Object location annotation data
+ + + + + + +

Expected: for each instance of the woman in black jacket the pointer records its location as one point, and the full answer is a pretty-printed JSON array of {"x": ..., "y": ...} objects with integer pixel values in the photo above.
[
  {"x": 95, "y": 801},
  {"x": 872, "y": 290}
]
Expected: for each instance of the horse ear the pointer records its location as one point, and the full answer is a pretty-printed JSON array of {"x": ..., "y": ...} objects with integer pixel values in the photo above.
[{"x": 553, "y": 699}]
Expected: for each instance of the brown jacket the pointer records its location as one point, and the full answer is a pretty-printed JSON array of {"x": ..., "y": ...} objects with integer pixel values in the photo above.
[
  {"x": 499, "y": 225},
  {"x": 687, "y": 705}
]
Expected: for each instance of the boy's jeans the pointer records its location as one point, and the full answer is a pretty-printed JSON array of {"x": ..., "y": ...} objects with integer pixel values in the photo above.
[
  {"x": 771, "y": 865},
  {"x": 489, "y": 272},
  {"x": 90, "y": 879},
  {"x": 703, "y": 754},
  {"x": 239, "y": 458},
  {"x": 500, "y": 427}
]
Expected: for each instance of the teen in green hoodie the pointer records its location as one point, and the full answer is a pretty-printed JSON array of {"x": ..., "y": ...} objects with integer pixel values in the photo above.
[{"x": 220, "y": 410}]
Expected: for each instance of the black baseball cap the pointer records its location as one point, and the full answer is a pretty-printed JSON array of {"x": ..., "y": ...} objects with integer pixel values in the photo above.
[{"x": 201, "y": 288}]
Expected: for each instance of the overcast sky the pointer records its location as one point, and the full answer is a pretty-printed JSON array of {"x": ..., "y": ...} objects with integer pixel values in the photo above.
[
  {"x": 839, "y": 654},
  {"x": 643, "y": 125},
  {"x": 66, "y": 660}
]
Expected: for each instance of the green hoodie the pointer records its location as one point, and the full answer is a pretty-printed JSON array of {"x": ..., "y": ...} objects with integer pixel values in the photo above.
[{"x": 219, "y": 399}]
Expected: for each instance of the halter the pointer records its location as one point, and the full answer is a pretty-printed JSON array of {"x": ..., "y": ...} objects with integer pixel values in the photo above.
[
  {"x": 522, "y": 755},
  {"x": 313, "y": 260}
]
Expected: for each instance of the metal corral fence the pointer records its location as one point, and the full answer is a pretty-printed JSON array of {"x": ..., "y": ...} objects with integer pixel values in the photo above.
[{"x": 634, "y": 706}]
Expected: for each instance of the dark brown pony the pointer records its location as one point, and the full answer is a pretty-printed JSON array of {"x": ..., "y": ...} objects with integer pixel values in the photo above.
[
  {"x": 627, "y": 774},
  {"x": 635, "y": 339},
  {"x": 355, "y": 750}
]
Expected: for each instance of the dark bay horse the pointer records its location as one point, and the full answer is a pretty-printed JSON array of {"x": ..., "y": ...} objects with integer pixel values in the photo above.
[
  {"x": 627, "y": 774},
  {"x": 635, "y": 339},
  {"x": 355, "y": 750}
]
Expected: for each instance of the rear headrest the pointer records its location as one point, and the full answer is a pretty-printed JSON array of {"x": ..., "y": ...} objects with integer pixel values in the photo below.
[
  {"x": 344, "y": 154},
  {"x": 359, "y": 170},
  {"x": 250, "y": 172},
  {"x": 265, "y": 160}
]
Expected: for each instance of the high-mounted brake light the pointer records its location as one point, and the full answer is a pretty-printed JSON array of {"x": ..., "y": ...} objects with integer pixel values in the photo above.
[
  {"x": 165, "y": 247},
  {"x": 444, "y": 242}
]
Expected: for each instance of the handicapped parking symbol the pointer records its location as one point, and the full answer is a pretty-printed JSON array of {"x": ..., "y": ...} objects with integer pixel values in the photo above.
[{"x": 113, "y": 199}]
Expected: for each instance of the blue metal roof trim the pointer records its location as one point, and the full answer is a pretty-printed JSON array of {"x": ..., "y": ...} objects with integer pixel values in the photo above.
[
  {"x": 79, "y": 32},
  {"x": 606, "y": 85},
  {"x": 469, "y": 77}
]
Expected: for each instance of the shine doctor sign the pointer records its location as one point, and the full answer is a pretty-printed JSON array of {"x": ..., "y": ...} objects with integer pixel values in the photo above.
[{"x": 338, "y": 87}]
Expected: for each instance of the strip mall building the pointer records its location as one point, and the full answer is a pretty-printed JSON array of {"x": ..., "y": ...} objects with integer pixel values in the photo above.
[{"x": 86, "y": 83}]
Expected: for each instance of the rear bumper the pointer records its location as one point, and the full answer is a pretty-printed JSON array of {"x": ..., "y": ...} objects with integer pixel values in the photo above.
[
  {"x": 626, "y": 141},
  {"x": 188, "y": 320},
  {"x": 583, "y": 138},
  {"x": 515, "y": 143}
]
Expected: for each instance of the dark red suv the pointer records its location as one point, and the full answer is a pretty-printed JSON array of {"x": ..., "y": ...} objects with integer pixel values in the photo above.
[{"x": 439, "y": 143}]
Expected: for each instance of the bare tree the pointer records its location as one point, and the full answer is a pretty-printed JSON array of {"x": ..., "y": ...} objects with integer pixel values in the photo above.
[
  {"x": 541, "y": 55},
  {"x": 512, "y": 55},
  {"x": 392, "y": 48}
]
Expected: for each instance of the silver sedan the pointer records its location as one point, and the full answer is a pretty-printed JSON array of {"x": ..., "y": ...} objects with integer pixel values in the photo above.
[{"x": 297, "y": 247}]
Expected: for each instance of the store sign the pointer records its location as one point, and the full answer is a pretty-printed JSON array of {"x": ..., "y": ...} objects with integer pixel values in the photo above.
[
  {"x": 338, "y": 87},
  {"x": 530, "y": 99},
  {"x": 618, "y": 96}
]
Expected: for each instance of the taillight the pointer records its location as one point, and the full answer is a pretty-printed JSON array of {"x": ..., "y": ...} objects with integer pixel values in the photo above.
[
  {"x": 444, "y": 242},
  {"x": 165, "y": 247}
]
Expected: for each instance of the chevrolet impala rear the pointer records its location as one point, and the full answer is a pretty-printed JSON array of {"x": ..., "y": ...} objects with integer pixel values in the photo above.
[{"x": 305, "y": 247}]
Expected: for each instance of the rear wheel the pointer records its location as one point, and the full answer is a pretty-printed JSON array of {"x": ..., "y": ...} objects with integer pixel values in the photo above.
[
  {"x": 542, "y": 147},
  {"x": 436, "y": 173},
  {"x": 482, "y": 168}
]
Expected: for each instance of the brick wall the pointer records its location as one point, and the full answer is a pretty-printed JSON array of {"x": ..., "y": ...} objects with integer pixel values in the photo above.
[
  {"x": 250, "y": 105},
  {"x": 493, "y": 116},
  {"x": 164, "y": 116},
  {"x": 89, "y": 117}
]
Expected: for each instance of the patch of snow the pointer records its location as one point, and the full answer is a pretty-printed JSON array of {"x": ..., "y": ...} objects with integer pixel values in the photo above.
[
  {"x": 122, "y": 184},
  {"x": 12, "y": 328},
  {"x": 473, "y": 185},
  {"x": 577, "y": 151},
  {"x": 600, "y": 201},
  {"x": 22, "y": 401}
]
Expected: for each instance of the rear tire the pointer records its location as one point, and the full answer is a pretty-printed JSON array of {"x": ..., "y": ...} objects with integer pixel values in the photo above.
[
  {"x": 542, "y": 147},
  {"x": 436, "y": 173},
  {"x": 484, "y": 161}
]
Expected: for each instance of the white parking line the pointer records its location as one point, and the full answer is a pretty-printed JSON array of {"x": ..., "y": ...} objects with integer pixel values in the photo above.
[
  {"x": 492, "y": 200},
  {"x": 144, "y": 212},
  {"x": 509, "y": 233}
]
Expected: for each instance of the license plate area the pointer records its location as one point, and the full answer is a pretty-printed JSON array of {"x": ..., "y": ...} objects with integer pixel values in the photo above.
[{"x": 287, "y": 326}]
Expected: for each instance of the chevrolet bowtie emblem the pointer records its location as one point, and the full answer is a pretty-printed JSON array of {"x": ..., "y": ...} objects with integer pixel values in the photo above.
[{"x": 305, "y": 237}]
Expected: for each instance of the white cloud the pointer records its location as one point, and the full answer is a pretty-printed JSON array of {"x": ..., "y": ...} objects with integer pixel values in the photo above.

+ + + + + + +

§ **DO THIS**
Reproduce, word for word, only the lines from the one that contains "Expected: for each instance of the white parking" through the final line.

§ **PROBLEM SOLUTION**
Expected: for each instance of the white parking line the pointer records its location as one point, and the full answer is a pretty-printed JSON array of {"x": ..., "y": ...} objects with integer pixel values in the photo above.
[
  {"x": 492, "y": 200},
  {"x": 144, "y": 212},
  {"x": 509, "y": 233}
]
Expected: for each instance of the license plate area the pointer records its location as one point, and the full answer is a pretty-printed JSON array of {"x": ..., "y": ...} objects with integer pixel values in the photo above.
[{"x": 287, "y": 326}]
Expected: for each instance of the chevrolet bowtie emblem the pointer records its location as one point, and the full answer is a pretty-printed JSON array of {"x": ..., "y": ...} objects with integer pixel values in the photo above.
[{"x": 305, "y": 237}]
Expected: for each instance of the white cloud the pointer records its location as one point, and the full answer is a pretty-printed JSON array of {"x": ..., "y": ...} objects with integer pixel values in the photo above.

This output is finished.